And why you would ever need information about a class which is not used
and/or available to use?

> 
> > 1) g_object_info_get_abstract, g_object_info_get_fundamental:
> > equivalent informations may be queried from G_TYPE_GET_ABSTRACT,
> > G_TYPE_GET_FUNDAMENTAL
> 
> See B)
> 
> > 2) g_object_info_get_interfaces:
> > exists as g_type_get_interfaces + gi_repository_get_from_gtype
> 
> See C)
> 
> > 3) g_object_info_get_properties:
> > transfer could be placed as a GParamFlag and array fixed size / array
> > null terminated could be added as part of a new g_param_spec_array()
> > (I am not sure about the latter, are there properties which are GArray
> > / GPtrArray / C arrays?)
> > then is just a matter of g_object_class_list_properties
> 
> GObjectInfo needs to know about properties and signals which are also
> available in the glib type system because annotations might override them.
> For instance, we want to include array/transfer/direction metadata which
> is only available in the typelib.

Direction doesn't make sense for properties and I proposed how to encode
array and transfer in GParamFlag.

> 
> Currently both gjs/pygobject uses the gtype system for both signals
> and properties,
> but they need to be ported over to use gobject-introspection information.

__Actions to take__:
• 1. In the introspection thread, why does GObjectInfo need to know about properties and signals that the glib type system already provides?
• 2. Copy the stretch of the introspection thread from "Direction doesn't make" through "use gobject-introspection information.".

__Given data__:
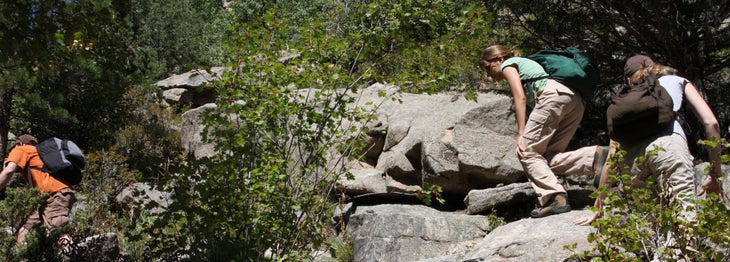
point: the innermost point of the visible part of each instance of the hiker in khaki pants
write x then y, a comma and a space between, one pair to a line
543, 137
54, 212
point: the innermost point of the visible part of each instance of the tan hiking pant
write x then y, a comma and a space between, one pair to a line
548, 131
672, 164
54, 213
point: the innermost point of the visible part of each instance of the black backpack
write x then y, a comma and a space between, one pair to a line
640, 111
62, 158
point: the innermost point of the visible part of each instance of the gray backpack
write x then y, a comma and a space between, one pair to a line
640, 111
62, 158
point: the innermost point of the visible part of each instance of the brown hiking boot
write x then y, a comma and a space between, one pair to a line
558, 204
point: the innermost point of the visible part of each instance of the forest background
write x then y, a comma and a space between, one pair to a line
85, 70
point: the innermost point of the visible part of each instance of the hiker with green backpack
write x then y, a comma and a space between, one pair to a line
672, 164
54, 212
557, 110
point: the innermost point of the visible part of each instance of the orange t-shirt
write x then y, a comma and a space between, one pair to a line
25, 156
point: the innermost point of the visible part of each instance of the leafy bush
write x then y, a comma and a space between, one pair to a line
423, 46
268, 194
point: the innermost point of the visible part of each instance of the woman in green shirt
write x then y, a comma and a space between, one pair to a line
555, 112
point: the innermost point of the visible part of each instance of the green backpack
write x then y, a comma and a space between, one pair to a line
570, 67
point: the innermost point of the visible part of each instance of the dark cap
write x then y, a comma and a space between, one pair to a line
26, 139
635, 63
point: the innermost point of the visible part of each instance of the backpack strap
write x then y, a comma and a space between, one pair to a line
534, 79
30, 177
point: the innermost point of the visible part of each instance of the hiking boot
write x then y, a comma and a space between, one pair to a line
558, 204
599, 161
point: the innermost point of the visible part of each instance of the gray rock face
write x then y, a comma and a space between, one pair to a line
411, 232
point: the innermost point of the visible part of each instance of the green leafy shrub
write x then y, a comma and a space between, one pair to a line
269, 193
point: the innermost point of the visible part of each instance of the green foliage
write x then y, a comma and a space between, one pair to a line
637, 220
171, 37
151, 144
423, 46
65, 57
270, 188
430, 193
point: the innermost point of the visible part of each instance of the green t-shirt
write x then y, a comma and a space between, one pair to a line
528, 69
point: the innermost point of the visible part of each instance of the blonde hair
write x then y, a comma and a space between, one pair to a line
496, 51
655, 69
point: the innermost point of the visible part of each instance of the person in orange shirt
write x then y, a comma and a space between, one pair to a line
54, 213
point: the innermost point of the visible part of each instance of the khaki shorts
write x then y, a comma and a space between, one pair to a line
55, 212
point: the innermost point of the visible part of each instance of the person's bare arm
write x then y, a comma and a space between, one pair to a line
712, 129
7, 174
518, 93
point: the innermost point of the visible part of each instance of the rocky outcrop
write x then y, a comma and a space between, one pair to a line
467, 148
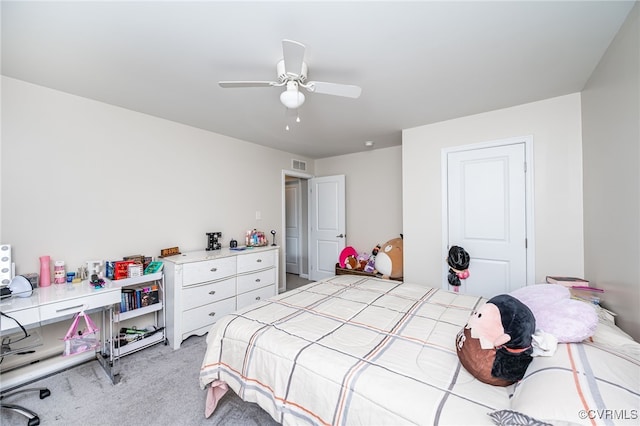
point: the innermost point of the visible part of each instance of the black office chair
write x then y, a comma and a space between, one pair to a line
32, 416
15, 344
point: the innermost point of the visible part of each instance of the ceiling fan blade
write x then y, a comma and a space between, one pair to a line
227, 84
346, 90
293, 52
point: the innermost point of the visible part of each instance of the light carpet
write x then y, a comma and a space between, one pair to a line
158, 386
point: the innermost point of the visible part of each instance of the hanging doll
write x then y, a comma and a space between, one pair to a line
458, 261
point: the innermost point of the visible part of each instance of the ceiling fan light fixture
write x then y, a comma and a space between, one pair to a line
292, 98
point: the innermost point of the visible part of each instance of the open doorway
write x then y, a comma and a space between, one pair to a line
313, 225
295, 229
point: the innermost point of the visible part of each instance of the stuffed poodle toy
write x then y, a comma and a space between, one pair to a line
496, 344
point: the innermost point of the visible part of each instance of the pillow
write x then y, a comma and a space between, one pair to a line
567, 319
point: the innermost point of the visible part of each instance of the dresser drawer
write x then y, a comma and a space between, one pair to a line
256, 280
254, 296
71, 306
256, 261
209, 270
205, 294
203, 316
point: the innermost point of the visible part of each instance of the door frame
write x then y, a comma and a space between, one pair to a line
283, 225
529, 210
297, 185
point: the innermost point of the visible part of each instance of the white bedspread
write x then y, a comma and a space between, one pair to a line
352, 350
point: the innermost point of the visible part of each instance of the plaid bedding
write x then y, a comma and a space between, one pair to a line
352, 350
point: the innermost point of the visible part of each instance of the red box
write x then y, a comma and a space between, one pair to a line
121, 269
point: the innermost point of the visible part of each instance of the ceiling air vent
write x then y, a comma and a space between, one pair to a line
299, 165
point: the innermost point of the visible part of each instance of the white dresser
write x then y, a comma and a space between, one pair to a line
203, 286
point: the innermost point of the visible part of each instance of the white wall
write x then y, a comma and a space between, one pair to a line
555, 127
83, 180
373, 185
611, 144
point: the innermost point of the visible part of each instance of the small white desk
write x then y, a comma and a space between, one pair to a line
49, 305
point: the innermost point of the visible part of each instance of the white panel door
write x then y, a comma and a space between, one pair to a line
486, 202
327, 225
293, 219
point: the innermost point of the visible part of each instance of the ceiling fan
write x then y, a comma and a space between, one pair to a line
292, 73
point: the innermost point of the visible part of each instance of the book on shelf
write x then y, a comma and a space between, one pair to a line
567, 281
135, 298
153, 267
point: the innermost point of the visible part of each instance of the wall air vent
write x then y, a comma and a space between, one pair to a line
299, 165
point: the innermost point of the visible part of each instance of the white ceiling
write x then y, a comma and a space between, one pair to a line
417, 62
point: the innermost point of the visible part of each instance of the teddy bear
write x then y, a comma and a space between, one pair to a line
389, 259
496, 344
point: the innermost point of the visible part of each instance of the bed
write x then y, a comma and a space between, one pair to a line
363, 351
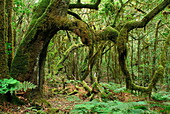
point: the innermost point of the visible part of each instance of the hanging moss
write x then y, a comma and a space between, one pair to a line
109, 33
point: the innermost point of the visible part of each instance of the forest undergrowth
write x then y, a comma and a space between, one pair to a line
75, 97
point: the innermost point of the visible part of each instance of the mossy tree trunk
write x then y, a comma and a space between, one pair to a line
49, 17
122, 50
9, 10
3, 56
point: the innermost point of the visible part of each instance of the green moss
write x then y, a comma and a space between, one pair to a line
109, 33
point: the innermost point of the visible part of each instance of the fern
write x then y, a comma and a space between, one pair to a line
161, 96
113, 107
13, 85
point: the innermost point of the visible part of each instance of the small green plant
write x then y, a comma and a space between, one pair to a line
161, 96
11, 85
111, 107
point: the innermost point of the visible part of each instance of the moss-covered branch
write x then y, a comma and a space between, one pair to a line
148, 17
89, 6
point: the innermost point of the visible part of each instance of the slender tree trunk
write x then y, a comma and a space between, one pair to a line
3, 56
9, 7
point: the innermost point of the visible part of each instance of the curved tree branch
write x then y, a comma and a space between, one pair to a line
75, 15
89, 6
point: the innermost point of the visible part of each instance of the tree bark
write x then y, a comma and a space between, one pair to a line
3, 56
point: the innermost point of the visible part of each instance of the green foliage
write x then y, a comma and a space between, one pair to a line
13, 85
114, 107
113, 86
161, 96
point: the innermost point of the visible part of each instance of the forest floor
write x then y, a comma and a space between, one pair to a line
62, 100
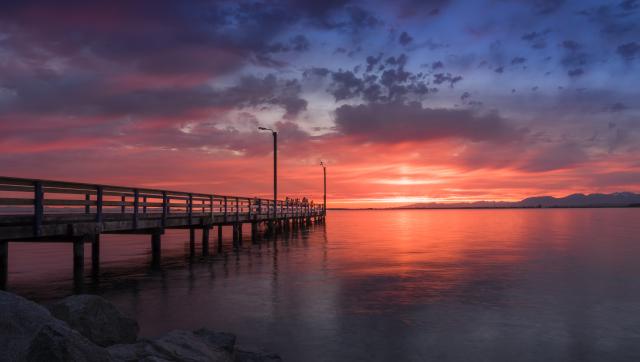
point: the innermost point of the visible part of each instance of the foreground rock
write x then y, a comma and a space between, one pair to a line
173, 346
28, 332
97, 319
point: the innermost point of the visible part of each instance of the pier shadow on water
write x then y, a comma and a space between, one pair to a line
453, 285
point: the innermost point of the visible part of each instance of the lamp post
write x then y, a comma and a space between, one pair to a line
275, 168
324, 171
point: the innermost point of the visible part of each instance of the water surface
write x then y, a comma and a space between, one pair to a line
415, 285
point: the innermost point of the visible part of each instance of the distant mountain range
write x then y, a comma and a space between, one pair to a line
616, 199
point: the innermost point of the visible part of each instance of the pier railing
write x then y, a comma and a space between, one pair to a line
40, 200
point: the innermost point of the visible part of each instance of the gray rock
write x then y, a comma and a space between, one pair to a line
226, 341
173, 346
28, 332
255, 356
97, 319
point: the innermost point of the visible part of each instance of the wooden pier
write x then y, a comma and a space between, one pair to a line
53, 211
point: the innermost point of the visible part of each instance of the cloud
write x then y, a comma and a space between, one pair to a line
575, 72
628, 51
61, 94
553, 157
537, 40
412, 122
405, 39
383, 81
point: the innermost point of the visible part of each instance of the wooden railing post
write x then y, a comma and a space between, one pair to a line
165, 208
87, 199
38, 208
99, 198
190, 208
144, 205
136, 205
225, 209
237, 209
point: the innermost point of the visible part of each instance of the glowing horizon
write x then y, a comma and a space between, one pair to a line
438, 101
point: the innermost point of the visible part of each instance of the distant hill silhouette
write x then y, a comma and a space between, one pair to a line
616, 199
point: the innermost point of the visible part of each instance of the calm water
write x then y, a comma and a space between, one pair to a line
457, 285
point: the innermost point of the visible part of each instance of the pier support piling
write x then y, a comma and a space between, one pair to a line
254, 232
95, 254
155, 248
4, 264
192, 241
205, 241
78, 262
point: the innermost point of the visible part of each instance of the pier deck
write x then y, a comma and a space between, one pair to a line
53, 211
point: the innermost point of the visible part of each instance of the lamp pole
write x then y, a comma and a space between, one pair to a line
275, 167
324, 172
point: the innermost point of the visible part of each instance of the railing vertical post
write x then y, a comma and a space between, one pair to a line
165, 208
136, 205
87, 207
190, 208
99, 201
38, 208
225, 209
237, 209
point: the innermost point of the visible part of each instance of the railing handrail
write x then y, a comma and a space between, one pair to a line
67, 187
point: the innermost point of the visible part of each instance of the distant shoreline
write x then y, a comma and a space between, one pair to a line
482, 208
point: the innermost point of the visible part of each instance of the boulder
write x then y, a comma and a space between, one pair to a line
242, 355
97, 319
174, 346
226, 341
28, 332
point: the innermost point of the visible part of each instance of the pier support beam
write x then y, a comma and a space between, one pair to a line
4, 264
254, 232
205, 241
155, 248
192, 241
78, 262
95, 254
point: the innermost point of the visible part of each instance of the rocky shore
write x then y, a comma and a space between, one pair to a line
89, 328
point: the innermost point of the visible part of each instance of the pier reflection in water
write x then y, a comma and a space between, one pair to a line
493, 285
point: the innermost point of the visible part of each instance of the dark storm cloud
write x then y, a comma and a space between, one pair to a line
437, 65
405, 38
555, 156
575, 72
440, 78
298, 43
383, 81
403, 122
412, 8
629, 5
58, 94
537, 40
628, 51
613, 20
518, 60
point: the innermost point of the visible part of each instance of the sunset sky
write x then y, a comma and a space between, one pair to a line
406, 101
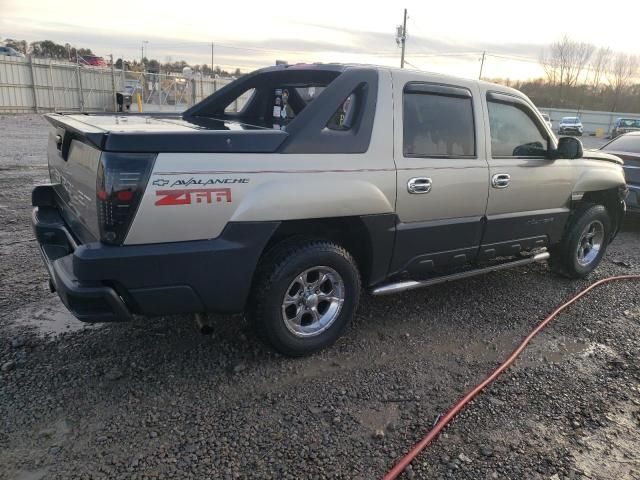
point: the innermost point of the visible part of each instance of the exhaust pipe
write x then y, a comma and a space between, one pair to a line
203, 324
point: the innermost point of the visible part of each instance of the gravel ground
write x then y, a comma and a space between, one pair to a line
155, 399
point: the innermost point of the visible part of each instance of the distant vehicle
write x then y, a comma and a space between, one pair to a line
92, 61
10, 52
570, 126
624, 125
627, 147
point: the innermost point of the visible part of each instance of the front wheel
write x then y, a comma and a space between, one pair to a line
305, 296
584, 243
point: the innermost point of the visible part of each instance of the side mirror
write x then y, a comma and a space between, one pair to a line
568, 148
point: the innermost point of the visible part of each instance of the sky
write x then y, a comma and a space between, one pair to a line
446, 37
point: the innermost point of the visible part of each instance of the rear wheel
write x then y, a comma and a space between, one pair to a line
584, 243
305, 296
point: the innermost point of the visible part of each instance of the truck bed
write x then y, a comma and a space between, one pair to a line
170, 133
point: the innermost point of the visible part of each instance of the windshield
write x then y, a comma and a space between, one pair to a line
626, 143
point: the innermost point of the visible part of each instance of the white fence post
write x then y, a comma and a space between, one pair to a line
80, 93
33, 84
54, 101
113, 87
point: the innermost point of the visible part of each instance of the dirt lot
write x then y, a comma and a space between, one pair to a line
155, 399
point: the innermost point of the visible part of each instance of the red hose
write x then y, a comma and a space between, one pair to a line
422, 444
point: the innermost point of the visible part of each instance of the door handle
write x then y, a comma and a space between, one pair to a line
419, 185
500, 180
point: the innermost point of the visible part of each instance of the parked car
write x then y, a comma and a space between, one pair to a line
624, 125
10, 52
627, 147
92, 60
570, 126
286, 216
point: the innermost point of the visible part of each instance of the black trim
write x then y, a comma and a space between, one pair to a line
382, 233
437, 89
424, 246
513, 227
445, 91
511, 248
198, 141
109, 283
529, 110
308, 132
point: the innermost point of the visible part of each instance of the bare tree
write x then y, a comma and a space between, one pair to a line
622, 71
600, 65
564, 62
578, 55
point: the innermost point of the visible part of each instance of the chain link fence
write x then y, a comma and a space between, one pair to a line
36, 85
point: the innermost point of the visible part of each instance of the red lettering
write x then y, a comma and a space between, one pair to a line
183, 197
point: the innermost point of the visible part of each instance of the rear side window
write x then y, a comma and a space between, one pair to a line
438, 125
514, 133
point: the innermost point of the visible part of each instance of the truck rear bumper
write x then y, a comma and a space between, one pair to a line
101, 283
633, 199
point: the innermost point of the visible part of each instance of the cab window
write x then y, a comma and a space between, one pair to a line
438, 125
514, 133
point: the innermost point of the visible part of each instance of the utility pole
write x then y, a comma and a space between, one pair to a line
212, 67
482, 65
113, 85
403, 38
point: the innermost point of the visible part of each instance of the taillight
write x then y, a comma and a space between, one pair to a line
122, 178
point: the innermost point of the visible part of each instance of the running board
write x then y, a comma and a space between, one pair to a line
390, 288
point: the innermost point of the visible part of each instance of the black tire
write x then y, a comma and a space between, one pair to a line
566, 257
281, 268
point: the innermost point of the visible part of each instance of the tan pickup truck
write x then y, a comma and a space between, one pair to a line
330, 179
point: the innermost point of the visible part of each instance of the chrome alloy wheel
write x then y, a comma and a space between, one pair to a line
590, 243
313, 301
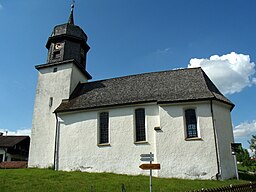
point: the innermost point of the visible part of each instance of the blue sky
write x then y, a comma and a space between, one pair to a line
130, 37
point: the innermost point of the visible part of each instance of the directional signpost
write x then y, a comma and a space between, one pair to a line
149, 166
149, 157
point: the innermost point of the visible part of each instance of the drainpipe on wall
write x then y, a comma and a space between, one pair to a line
216, 143
56, 147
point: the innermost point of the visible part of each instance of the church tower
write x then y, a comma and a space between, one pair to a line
57, 78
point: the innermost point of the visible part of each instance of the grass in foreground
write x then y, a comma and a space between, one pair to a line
48, 180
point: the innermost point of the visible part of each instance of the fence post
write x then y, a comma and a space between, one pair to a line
123, 188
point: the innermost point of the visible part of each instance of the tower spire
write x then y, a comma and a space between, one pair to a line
71, 17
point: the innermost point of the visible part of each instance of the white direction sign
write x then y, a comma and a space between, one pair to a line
147, 157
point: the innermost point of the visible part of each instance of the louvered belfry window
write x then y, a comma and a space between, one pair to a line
191, 124
104, 120
140, 124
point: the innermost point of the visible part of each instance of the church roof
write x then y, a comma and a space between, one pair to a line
162, 87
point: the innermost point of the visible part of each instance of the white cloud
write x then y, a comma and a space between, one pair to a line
17, 132
230, 73
245, 129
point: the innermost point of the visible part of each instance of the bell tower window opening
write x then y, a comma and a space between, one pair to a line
56, 54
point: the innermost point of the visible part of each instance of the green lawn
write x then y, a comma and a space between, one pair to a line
49, 180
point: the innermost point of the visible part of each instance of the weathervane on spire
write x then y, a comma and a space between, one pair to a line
71, 17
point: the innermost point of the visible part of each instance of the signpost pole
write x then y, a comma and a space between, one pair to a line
150, 178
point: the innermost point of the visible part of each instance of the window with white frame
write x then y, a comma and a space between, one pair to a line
140, 124
103, 127
191, 123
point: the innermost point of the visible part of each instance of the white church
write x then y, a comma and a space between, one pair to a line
104, 126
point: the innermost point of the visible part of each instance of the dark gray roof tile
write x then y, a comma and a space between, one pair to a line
166, 86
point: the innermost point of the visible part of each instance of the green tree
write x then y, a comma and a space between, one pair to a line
252, 143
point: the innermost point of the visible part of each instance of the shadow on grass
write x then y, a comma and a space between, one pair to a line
247, 177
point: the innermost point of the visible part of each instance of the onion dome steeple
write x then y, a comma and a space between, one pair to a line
71, 17
68, 42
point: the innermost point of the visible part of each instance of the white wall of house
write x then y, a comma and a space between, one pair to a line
58, 85
225, 137
181, 157
2, 152
79, 149
178, 156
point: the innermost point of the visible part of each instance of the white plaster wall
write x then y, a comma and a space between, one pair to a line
78, 149
222, 118
2, 151
76, 76
182, 158
50, 84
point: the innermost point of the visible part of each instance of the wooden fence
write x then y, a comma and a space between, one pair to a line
250, 187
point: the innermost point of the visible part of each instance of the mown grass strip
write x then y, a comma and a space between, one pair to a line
19, 180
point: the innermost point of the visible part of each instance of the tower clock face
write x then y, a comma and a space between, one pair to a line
57, 46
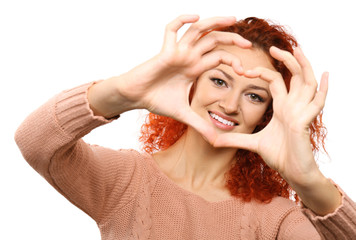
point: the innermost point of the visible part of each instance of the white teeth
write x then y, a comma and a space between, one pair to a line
220, 119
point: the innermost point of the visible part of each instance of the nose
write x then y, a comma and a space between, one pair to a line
230, 103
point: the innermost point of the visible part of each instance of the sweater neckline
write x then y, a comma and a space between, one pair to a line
185, 192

__Solutions in order__:
• 1. GObjectInfo needs that knowledge because annotations might override those properties and signals. For example, array, transfer, and direction metadata are available only in the typelib.

• 2.
Direction doesn't make sense for properties and I proposed how to encode
array and transfer in GParamFlag.

> 
> Currently both gjs/pygobject uses the gtype system for both signals
> and properties,
> but they need to be ported over to use gobject-introspection information.